Saved entries:
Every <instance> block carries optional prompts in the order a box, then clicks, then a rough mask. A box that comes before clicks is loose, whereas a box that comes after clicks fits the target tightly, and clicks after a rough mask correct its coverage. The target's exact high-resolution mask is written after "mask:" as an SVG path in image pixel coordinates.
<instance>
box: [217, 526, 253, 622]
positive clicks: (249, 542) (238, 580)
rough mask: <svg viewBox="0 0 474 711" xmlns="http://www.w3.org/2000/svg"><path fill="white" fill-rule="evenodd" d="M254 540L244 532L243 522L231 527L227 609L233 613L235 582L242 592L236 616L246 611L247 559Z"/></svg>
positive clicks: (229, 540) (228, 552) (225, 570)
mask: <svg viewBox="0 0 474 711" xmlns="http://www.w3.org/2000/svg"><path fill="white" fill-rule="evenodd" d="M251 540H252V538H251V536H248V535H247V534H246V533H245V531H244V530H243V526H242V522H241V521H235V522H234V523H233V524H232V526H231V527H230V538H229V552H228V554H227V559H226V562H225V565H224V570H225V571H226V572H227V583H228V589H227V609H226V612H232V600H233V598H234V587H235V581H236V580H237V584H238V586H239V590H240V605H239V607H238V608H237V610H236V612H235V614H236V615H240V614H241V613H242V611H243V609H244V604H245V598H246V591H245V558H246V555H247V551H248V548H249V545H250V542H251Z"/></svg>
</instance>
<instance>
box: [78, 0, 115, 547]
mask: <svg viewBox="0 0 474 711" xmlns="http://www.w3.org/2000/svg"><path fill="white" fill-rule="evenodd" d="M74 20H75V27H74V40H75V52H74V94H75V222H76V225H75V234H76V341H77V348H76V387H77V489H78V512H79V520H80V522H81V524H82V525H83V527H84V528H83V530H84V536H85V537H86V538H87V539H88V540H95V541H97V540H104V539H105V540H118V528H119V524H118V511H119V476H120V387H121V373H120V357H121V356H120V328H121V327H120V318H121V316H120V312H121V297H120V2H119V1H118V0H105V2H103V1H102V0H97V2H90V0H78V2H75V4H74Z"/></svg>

**Instructions to follow**
Print out every record again, exactly and in full.

**Task answer**
Every <instance> block carries optional prompts in the order a box, then clicks, then a rough mask. A box that comes before clicks is loose, whereas a box that comes after clicks fits the target tightly, and clicks after a rough mask correct its coverage. The target's exact high-resolution mask is written after "mask:" as an SVG path in image pixel coordinates.
<instance>
box: [217, 526, 253, 622]
positive clicks: (249, 542) (238, 580)
rough mask: <svg viewBox="0 0 474 711" xmlns="http://www.w3.org/2000/svg"><path fill="white" fill-rule="evenodd" d="M254 540L244 532L243 522L231 527L227 609L233 613L235 582L242 592L236 616L246 611L247 559Z"/></svg>
positive clicks: (229, 540) (228, 552) (225, 570)
mask: <svg viewBox="0 0 474 711" xmlns="http://www.w3.org/2000/svg"><path fill="white" fill-rule="evenodd" d="M251 540H252V538H251V536H248V535H247V534H246V533H245V531H244V530H243V526H242V522H241V521H235V522H234V523H233V524H232V526H231V527H230V538H229V552H228V554H227V559H226V562H225V565H224V570H225V571H226V572H227V583H228V589H227V609H226V612H232V600H233V598H234V587H235V581H236V580H237V584H238V586H239V590H240V605H239V607H238V608H237V610H236V612H235V614H236V615H240V614H241V613H242V611H243V609H244V604H245V598H246V591H245V558H246V555H247V551H248V548H249V545H250V542H251Z"/></svg>
</instance>
<instance>
box: [78, 0, 115, 547]
mask: <svg viewBox="0 0 474 711" xmlns="http://www.w3.org/2000/svg"><path fill="white" fill-rule="evenodd" d="M74 20H75V27H74V40H75V52H74V94H75V222H76V225H75V234H76V341H77V348H76V387H77V489H78V512H79V520H80V522H81V524H82V525H83V527H84V528H83V530H84V536H85V537H86V538H87V539H88V540H95V541H97V540H104V539H105V540H118V528H119V524H118V511H119V476H120V387H121V373H120V357H121V356H120V328H121V327H120V318H121V316H120V312H121V297H120V2H119V1H118V0H105V2H103V1H102V0H97V2H90V0H78V2H75V4H74Z"/></svg>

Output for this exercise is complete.